Dataset rows -
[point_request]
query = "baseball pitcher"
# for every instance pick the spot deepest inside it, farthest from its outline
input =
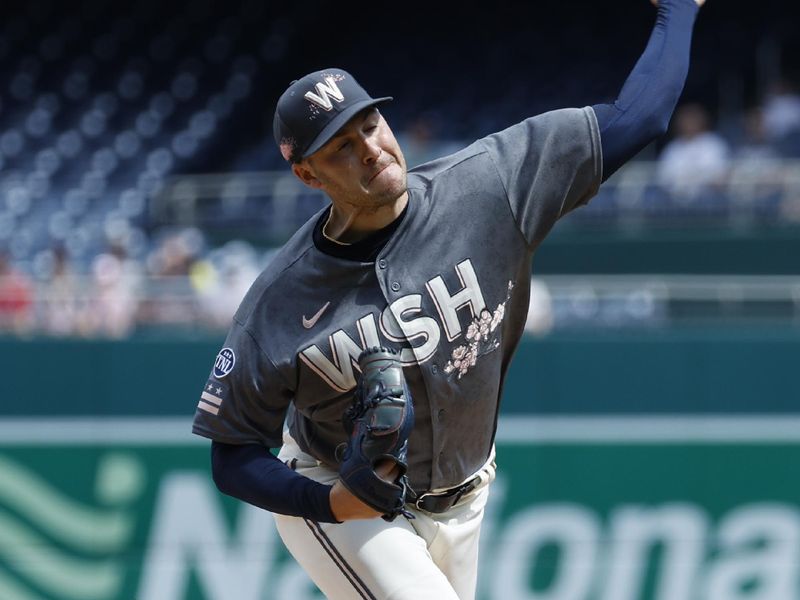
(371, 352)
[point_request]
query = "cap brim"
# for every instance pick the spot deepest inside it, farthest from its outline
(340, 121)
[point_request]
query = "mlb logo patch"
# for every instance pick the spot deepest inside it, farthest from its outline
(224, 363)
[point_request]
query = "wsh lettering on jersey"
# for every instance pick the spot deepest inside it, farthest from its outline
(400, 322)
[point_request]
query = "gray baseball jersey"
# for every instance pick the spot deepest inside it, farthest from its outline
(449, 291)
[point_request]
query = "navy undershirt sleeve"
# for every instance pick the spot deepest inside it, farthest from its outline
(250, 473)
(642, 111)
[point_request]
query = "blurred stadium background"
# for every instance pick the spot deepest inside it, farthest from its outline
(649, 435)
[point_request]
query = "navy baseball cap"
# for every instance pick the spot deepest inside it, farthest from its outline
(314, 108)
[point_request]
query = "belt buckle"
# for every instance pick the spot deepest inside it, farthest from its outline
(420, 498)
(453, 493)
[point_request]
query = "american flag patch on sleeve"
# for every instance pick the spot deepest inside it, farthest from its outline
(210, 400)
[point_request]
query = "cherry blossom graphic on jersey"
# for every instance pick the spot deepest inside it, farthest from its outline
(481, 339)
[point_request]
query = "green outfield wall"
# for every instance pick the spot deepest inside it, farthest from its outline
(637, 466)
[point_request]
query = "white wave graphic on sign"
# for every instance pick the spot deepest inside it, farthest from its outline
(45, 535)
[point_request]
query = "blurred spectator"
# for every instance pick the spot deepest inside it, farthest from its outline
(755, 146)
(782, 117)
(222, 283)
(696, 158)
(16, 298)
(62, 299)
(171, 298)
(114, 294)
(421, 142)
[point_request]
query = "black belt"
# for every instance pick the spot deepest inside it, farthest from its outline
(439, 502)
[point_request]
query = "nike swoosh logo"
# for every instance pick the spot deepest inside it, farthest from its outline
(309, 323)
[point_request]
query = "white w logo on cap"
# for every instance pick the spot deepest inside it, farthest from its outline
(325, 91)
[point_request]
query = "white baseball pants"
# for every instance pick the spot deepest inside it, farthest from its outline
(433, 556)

...

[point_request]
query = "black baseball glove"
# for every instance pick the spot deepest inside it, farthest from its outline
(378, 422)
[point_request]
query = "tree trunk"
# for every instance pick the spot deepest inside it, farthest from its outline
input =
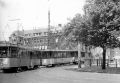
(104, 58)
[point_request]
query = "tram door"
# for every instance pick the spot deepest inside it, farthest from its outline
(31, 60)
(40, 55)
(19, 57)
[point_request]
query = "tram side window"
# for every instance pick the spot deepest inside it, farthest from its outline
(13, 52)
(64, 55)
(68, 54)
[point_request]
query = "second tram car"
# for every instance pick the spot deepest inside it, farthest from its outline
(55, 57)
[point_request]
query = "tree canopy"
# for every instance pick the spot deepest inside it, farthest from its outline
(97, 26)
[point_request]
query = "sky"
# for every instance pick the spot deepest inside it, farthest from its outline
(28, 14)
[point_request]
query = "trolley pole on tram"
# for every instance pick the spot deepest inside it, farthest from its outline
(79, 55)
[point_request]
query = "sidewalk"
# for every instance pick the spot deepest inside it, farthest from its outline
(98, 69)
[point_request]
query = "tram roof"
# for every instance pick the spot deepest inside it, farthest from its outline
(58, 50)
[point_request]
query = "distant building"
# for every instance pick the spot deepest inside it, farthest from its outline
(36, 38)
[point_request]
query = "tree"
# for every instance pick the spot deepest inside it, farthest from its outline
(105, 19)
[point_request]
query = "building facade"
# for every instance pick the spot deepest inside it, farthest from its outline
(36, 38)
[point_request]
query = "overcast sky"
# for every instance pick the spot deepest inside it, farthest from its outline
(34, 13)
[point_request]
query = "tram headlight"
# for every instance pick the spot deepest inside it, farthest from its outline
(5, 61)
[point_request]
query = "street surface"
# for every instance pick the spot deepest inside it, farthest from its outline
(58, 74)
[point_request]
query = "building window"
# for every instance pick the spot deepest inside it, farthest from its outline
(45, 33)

...

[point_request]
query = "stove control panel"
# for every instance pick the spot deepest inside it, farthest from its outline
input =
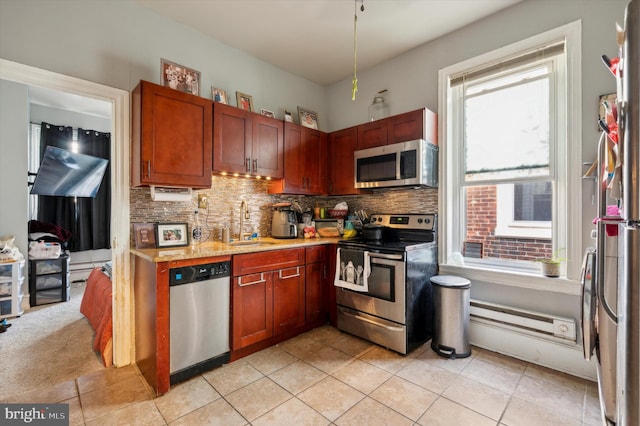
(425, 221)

Task instructions -
Pull out every line of the material above that contains the string "white". Treat uppercase and lowercase as different.

Response -
query = "white wave graphic on sign"
query = "white w logo on cap"
query = "white baseball pants"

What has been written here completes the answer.